Photo-based referring expression data:
* * * * *
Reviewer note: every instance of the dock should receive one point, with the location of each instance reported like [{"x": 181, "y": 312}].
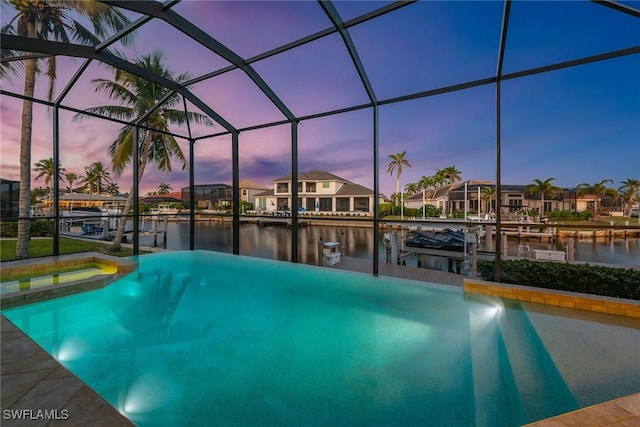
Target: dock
[
  {"x": 401, "y": 271},
  {"x": 286, "y": 222}
]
* * * * *
- [Work item]:
Without including any pictures, output all the entries above exactly.

- [Reply]:
Reviewer note: every instance of the dock should receive one point, with the location of each instance reported like [{"x": 181, "y": 312}].
Target: dock
[
  {"x": 401, "y": 271},
  {"x": 286, "y": 222}
]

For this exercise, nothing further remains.